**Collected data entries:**
-------------------------

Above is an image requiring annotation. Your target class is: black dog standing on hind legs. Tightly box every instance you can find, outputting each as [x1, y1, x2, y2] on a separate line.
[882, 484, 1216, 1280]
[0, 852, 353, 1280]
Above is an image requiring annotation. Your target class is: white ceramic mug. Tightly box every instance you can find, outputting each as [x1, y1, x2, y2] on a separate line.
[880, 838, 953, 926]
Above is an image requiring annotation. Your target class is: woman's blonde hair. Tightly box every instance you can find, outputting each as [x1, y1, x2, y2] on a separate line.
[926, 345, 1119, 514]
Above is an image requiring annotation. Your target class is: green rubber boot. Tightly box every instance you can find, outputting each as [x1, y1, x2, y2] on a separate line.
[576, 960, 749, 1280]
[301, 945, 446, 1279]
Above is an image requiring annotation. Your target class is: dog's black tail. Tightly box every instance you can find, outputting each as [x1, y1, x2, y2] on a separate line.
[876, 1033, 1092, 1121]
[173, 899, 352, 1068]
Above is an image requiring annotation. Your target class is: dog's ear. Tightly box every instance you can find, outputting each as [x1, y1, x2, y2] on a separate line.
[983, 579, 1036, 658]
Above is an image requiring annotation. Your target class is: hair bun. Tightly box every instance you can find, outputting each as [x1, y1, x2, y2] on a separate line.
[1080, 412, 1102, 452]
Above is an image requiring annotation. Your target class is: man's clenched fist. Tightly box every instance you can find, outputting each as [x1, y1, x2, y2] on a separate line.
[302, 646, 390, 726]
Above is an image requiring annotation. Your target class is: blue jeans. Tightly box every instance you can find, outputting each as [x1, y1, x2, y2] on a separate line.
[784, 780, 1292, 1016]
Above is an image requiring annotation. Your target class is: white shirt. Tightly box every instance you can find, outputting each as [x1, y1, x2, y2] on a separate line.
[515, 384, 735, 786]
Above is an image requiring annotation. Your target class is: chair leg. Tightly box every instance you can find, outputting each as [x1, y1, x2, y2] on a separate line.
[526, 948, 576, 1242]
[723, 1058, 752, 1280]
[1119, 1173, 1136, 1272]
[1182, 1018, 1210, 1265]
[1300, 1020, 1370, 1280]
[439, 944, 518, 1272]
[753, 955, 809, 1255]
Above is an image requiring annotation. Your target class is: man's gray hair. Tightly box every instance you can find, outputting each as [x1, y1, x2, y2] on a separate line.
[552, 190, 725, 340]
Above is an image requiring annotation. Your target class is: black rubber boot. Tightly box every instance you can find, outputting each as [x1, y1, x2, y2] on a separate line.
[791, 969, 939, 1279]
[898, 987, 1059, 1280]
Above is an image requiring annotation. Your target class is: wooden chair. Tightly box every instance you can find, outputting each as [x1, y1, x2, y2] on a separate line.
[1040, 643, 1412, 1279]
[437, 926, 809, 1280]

-------------------------

All the entries are to be reproduced verbatim.

Above is an image requiring annotation. Your target class is: black dog standing on hind legs. Tightly box every instance you can find, outputting each as [x1, y1, x2, y2] on a separate line.
[882, 484, 1216, 1280]
[0, 852, 353, 1280]
Above is an image requiring annotation. Your target class is: white ceramic mug. Tightly box every instance you can find, outputting each as [x1, y1, x2, y2] on a separate line.
[880, 838, 953, 926]
Above is an image requiring annotation. Your target class is: woman's blonde hair. Tightly box every instance you can find, outputting each as [x1, y1, x2, y2] on a separate line.
[926, 345, 1119, 514]
Above is an image requiring annotation. Your target class is: green rubber boot. Tightly box every instance you can find, outputting each as [x1, y1, x2, y2] on a separate line.
[576, 960, 749, 1280]
[301, 945, 446, 1279]
Above is an image requiring annotation. Your target class is: dog's black tail. Tightly box every instance you can find, outputting each as [x1, y1, x2, y2] on a separate line.
[876, 1033, 1092, 1121]
[173, 899, 352, 1068]
Above is an image requiring annotation. Your target class is: dog's ear. Tightly box every instance you can find, outputting each as [x1, y1, x2, y2] on a separate line.
[983, 579, 1036, 658]
Above is an image requiring annotation. Your target class is: hair bun. Tightly box every instance you can find, outputting each as [x1, y1, x2, y2] on a separate line.
[1080, 412, 1102, 452]
Above is an image requiring annotation. Your target class is: man's clenched fist. Tightly box every instance you can find, outputting each as [x1, y1, x2, y2] on a separate line.
[302, 646, 390, 726]
Above is an image requiring annotation. Your target class is: blue jeans. Tightly box every instance you can find, outputting each as [x1, y1, x2, y2] on a separate line.
[784, 780, 1292, 1016]
Above is an image requiring annotation. Your target class is: white shirt. Tightly box every instance you can find, outputting each as [x1, y1, x2, y2] on a separate line.
[515, 384, 735, 786]
Above is an image requiring annotation. Your target class is: chair leg. Tightly box every instance you can find, outputting each as [x1, y1, x2, y2] on a separate line.
[526, 948, 576, 1242]
[723, 1058, 752, 1280]
[1119, 1173, 1136, 1272]
[1182, 1018, 1210, 1265]
[1300, 1020, 1370, 1280]
[439, 944, 518, 1272]
[753, 955, 809, 1255]
Above is an image requiring annotation. Your target class is: man's gray hair. Tightly box every instance you can find, outputting each as [x1, y1, x2, y2] on a separate line.
[552, 190, 725, 340]
Above is an image requiring annotation. Your target class is: black rubber boot. Tightly box every instance you can find, outputting each as [x1, y1, x2, y2] on a separate line.
[791, 969, 939, 1279]
[898, 987, 1059, 1280]
Above is an image requiring annotation. Your target class is: wooden chair. Tightly box every instance you can find, outputting each as [x1, y1, x2, y2] on a separate line.
[1040, 643, 1412, 1279]
[437, 926, 809, 1280]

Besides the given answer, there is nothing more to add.